GIVEN TASK
Rewrite the rows starting with the line that contains "Where can you find the man's right" and going on through the line that contains "<point>280,168</point>", requests included, with each coordinate in the answer points multiplied by 0.9 and rounded to a whole number, halves up, while the sample points in the requests stay unchanged. Leave the pictures out.

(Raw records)

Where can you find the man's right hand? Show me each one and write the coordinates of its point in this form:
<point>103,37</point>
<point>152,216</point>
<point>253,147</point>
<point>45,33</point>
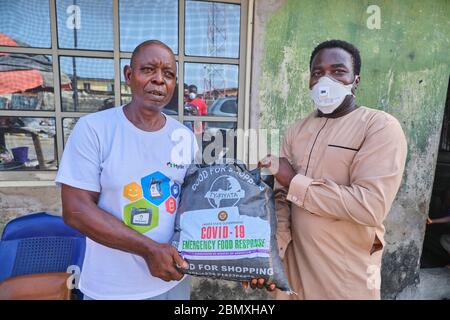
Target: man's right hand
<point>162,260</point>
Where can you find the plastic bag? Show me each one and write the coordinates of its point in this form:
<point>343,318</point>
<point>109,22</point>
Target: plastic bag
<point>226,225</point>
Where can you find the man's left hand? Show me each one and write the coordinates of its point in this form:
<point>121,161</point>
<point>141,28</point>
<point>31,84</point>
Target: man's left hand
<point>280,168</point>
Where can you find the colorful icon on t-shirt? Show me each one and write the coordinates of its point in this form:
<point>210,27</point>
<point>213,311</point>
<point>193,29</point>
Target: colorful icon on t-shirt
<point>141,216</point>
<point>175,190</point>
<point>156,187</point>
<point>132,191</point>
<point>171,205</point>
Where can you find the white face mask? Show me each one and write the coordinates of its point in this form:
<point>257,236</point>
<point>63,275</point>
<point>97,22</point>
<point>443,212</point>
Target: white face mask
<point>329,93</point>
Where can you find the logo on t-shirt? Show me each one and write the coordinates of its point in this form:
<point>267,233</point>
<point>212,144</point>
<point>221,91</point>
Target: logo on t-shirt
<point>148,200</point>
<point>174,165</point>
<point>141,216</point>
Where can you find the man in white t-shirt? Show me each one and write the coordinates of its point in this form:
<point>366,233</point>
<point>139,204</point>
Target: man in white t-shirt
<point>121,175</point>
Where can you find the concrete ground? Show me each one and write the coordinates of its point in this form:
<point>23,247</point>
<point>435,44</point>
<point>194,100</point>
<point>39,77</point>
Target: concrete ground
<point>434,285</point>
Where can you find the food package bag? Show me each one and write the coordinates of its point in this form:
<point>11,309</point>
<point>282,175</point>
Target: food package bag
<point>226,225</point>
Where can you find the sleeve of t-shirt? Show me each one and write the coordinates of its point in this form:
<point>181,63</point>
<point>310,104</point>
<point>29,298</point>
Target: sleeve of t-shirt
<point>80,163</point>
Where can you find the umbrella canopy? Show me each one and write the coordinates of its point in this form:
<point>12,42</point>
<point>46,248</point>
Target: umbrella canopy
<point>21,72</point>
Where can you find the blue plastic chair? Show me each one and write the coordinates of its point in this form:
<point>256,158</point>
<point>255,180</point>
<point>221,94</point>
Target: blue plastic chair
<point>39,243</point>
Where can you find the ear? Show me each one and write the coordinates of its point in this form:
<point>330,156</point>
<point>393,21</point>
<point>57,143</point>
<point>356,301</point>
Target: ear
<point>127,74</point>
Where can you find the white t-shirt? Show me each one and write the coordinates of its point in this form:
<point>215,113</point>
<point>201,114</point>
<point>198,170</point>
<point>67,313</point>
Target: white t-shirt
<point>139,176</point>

---

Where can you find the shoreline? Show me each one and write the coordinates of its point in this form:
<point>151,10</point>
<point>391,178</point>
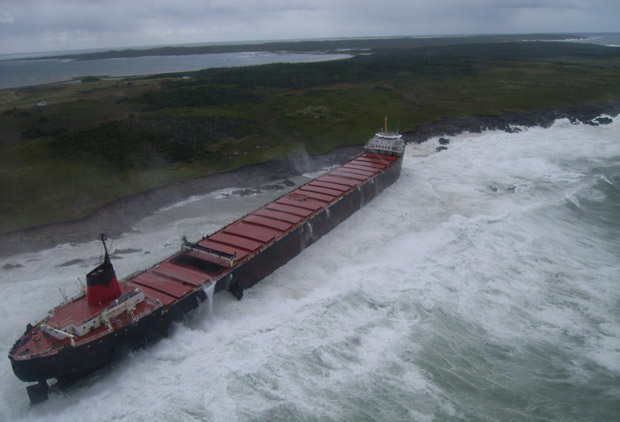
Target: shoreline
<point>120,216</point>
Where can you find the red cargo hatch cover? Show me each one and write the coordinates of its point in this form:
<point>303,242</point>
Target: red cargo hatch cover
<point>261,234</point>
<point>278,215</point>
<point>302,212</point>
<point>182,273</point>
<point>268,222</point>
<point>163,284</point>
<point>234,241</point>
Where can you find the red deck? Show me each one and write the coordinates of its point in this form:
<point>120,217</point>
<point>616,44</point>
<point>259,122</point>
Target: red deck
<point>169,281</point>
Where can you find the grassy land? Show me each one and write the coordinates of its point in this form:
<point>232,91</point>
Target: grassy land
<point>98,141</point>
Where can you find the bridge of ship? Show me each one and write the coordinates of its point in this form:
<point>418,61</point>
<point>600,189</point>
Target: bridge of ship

OUTPUT FOR THIS EXERCISE
Where can you find the man's right hand? Show me each one and write the coordinates of its point in this form:
<point>103,37</point>
<point>152,216</point>
<point>253,147</point>
<point>45,33</point>
Target: man's right hand
<point>146,234</point>
Where can you find the plastic bag? Show me each one and write the coordinates of its point in this form:
<point>343,318</point>
<point>109,22</point>
Target: plastic bag
<point>203,203</point>
Where can you find the man's left hand? Show me each one and write the coordinates of its point in this form:
<point>121,161</point>
<point>141,28</point>
<point>31,84</point>
Target: man's left hand
<point>252,151</point>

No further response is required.